Stored data:
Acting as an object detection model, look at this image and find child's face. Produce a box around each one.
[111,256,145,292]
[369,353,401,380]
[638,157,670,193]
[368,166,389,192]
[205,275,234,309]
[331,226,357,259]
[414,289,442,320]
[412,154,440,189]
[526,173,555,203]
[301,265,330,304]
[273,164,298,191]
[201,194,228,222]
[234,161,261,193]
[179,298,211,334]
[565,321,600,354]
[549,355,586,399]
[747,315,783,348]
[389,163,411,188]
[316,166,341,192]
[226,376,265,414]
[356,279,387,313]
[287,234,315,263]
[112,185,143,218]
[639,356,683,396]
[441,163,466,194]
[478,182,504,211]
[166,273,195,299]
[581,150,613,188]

- [ACTIVITY] Would you retype the records above without changing a word?

- [ANSWER SPACE]
Acting as an object detection model, look at this image and find child's face. Produce a box around each one.
[111,256,145,292]
[369,353,401,380]
[638,157,670,193]
[368,166,389,192]
[205,275,234,309]
[331,226,357,259]
[414,289,442,320]
[412,154,440,189]
[526,173,555,203]
[301,265,330,304]
[273,164,298,191]
[201,194,228,222]
[234,161,261,193]
[179,298,211,334]
[565,321,600,354]
[549,355,586,399]
[747,315,783,348]
[389,163,411,188]
[316,166,341,192]
[226,376,265,414]
[356,279,387,313]
[287,234,315,263]
[112,185,143,218]
[639,356,683,396]
[441,163,466,194]
[478,182,504,211]
[166,273,195,299]
[581,150,613,188]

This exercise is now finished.